Objective: Render the lines of the records as a JSON list of strings, one string per line, beginning at the line containing "I'd like to know the position of the tall" and ending after the line containing "[75,15,116,266]". Omit any blank lines.

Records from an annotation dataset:
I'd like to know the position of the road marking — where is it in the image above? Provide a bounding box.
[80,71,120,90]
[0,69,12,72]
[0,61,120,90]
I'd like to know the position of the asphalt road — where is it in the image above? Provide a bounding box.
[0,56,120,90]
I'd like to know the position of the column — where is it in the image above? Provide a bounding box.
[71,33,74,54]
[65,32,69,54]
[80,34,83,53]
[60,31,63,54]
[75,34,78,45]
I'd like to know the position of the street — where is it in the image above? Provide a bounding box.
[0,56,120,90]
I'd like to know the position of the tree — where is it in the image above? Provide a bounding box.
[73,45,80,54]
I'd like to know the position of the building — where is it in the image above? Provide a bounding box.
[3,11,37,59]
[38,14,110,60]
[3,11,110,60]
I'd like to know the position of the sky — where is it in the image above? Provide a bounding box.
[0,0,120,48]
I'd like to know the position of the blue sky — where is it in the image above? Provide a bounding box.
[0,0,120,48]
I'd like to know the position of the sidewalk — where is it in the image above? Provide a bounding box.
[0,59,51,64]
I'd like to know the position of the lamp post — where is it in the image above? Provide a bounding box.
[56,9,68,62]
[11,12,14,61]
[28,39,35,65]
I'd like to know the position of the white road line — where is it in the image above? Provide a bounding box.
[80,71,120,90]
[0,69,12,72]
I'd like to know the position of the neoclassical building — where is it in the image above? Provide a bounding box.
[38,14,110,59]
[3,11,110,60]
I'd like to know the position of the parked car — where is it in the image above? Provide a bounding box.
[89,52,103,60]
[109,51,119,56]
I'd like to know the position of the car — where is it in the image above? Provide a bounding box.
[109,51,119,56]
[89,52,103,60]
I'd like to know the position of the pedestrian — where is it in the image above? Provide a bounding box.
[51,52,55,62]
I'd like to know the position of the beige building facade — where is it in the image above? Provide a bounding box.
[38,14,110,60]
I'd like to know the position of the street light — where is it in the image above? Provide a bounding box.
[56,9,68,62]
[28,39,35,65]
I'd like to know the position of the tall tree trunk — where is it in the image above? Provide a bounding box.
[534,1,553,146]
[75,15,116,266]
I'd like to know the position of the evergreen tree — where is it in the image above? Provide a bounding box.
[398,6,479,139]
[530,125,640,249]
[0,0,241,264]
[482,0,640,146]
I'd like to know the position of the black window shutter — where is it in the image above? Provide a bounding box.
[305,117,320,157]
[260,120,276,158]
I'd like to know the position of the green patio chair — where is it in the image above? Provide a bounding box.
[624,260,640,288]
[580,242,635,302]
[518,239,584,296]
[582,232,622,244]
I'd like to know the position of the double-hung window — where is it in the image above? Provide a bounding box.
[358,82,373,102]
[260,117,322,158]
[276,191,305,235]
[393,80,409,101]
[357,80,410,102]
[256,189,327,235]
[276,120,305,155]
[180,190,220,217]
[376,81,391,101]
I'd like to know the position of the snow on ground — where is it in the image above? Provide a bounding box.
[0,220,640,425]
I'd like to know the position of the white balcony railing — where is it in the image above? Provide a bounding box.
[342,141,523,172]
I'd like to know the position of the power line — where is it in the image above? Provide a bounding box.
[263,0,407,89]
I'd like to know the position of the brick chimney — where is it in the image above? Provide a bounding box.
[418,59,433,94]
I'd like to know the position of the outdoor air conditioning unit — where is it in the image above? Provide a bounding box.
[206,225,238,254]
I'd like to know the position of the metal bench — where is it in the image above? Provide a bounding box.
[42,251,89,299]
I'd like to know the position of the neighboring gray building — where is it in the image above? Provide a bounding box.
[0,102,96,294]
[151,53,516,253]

Expected answer:
[
  "I'd like to know the position of the tall tree trunk — where is it in the image above? Provide a bounding box.",
  "[534,1,553,146]",
  "[75,15,116,266]"
]